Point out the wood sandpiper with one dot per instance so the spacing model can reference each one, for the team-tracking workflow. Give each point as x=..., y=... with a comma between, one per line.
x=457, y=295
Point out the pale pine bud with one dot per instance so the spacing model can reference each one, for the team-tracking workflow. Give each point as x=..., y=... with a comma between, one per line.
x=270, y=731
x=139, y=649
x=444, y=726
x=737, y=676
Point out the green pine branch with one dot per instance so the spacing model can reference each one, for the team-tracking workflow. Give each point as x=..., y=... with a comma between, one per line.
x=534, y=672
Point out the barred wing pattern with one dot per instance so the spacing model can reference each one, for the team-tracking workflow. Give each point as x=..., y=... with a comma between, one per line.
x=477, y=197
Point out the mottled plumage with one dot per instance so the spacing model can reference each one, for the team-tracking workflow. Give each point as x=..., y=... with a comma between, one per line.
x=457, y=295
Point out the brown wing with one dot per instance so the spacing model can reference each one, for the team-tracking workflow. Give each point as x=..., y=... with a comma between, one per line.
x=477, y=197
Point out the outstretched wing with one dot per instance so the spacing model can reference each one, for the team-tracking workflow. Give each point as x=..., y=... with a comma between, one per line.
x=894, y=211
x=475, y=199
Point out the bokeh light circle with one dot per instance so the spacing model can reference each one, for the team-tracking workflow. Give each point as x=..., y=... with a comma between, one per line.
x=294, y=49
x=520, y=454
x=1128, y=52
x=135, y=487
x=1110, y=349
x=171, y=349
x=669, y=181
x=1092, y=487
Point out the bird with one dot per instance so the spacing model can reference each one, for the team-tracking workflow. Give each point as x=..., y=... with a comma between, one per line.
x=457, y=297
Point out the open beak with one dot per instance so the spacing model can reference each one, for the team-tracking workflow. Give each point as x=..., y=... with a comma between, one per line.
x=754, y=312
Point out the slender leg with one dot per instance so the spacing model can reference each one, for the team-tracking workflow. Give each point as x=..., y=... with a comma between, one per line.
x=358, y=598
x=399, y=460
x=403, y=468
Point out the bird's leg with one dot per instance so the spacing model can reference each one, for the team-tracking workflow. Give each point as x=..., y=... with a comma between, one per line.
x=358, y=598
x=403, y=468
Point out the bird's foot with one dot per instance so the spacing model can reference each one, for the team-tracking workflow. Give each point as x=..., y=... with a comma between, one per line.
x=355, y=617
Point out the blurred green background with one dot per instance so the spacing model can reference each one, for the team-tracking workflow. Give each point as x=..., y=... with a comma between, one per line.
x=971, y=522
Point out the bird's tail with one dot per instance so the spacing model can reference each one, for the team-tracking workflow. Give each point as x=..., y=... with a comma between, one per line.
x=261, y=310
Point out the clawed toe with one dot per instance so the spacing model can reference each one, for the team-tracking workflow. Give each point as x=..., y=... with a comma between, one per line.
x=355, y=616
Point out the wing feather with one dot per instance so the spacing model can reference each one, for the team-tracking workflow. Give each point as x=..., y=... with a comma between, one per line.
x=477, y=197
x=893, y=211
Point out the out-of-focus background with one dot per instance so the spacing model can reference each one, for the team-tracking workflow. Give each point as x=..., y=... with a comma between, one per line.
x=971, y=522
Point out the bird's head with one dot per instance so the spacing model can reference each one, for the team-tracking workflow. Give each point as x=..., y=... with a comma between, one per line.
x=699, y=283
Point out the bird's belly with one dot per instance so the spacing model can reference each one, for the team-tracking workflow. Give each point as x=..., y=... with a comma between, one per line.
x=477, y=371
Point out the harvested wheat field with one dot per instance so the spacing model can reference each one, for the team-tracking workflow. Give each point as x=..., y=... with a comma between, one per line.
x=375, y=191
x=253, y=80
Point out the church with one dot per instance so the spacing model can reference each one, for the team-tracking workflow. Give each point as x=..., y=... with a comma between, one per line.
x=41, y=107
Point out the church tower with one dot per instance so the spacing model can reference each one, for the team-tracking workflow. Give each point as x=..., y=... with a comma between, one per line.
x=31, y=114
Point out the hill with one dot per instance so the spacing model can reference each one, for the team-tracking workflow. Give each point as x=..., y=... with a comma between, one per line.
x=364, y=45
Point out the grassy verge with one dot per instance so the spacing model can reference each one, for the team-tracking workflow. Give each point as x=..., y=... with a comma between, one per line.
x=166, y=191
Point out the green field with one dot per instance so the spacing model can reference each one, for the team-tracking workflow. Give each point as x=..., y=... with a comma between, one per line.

= PROBLEM STATEMENT =
Transcribe the entire listing. Leave every word as it is.

= RESULT =
Point out the wood sandpiper with one dot per instance so the spacing model can reference each one, for the team-tracking workflow. Give each point as x=..., y=... with a comma between, one per line.
x=457, y=295
Point out the pale pine bud with one dot per instance so the spacing model can reference each one, for the team-tracking workflow. Give each point as x=..., y=... with a comma between, one per line.
x=270, y=731
x=139, y=649
x=444, y=726
x=737, y=676
Point out the green pine branch with one dot per instance so the spacing model can reference each one, for the team-tracking workflow. Give each point as x=..., y=... with a comma between, one per line.
x=534, y=672
Point out the barred wing pattern with one dot per instance so the spacing model can reference each one, for the team-tracking workflow. Give each point as x=..., y=... with a comma between, one per line.
x=477, y=197
Point out the mottled plumage with one dot per instance so the spacing model can reference each one, for the team-tracking workflow. Give each point as x=..., y=... with a comma between, one per line.
x=457, y=295
Point out the brown wing with one dot per instance so the spacing model can reference each one, for the team-tracking workflow. Give each point as x=..., y=... with a comma between, one per line.
x=477, y=197
Point out the outstretched wing with one dot per instance so the spacing model can reference each one, for the team-tracking workflow. Give each point as x=..., y=... with a comma between, one per line.
x=894, y=211
x=475, y=199
Point out the bokeh light circle with one dot per instance so the spacing model can reference each one, for the team-tracking workflow. Give each point as x=..., y=... with a comma between, one per line.
x=294, y=49
x=520, y=454
x=1128, y=52
x=135, y=487
x=1110, y=349
x=171, y=349
x=669, y=181
x=1092, y=487
Point out the bird with one dot per instance so the spacing model can reference each one, for the team-tracking workflow. Give each point as x=..., y=... with a comma between, one per line.
x=457, y=297
Point out the open beak with one dot per instance so the spacing model can reference each one, for the team-tracking workflow. Give each point as x=..., y=... with a comma between, one per line.
x=754, y=312
Point out the slender leg with one dot per instance so the spacing model can reference each one, for the team-tracking workflow. Give each point as x=..., y=... with a comma between, one per line.
x=358, y=598
x=399, y=460
x=403, y=468
Point out the bird's leg with one dot per instance so the spacing model can reference each one, for the team-tracking workflow. Give each point as x=..., y=... with a comma between, one per line.
x=358, y=598
x=403, y=468
Point out the bird's foot with one dot per instance so the spacing model can reference each one, for the team-tracking workflow. Give each point as x=..., y=... with a comma between, one per line.
x=355, y=617
Point out the blurred green background with one dot per instance so the spacing model can reference each one, for the team-tracking workflow. Give each point as x=..., y=... with a comma between, one per line.
x=971, y=522
Point out the bird's tail with one dot per instance so the spacing model can reference each one, for the team-tracking workflow. Give each point as x=..., y=... with a comma between, one per line.
x=261, y=310
Point out the clawed toe with one dot per instance so the spacing model can reference each one, for the team-tracking workflow. Give each point as x=..., y=... with a comma between, one per line.
x=355, y=616
Point out the wing feather with one dot per instance so the spacing model can reference each one, for the team-tracking workflow. Give each point as x=..., y=... with a comma between, one per line.
x=477, y=197
x=893, y=211
Point out the out-of-focus background with one dot per instance so the spacing model can reference each one, for the team-tracking workflow. Give each point as x=..., y=... with a comma between, one per line.
x=971, y=522
Point out the bird's head with one dot per instance so the spacing model can reference each one, for the team-tracking workflow. Give each point as x=..., y=... with a comma between, one per line.
x=699, y=283
Point out the bird's belly with one dot per instance so the spacing model can reference each one, for the team-tracking workflow. Give each point as x=..., y=... with a comma between, one per line.
x=477, y=371
Point out the harvested wheat field with one dot per instance so the spacing model can reference each one, for the team-tracking workflow. Give each point as x=..., y=... with a comma between, one per line.
x=375, y=191
x=253, y=80
Point out the church with one dot per instance so the spacing model can reference each one, for the team-tracking workflow. Give each point as x=..., y=... with a comma between, one per line.
x=41, y=107
Point out the church tower with one dot per instance so the spacing model can reference each one, for the team-tracking workflow. Give each point as x=..., y=... with a comma between, one per line.
x=31, y=114
Point out the hill with one dot per instance so the spacing model can reference each one, for the team-tracking workflow. Give each point as x=..., y=... with a comma between, one per line.
x=364, y=45
Point out the grassy verge with one dot per instance so the spacing model can reference each one, for the team-tracking workflow. Give each point as x=..., y=... with a comma between, one per line.
x=166, y=191
Point out the green field with one dot per instance so the spacing model can reference each one, for the team-tracking workflow. Give each point as x=..., y=... with a comma between, one per line.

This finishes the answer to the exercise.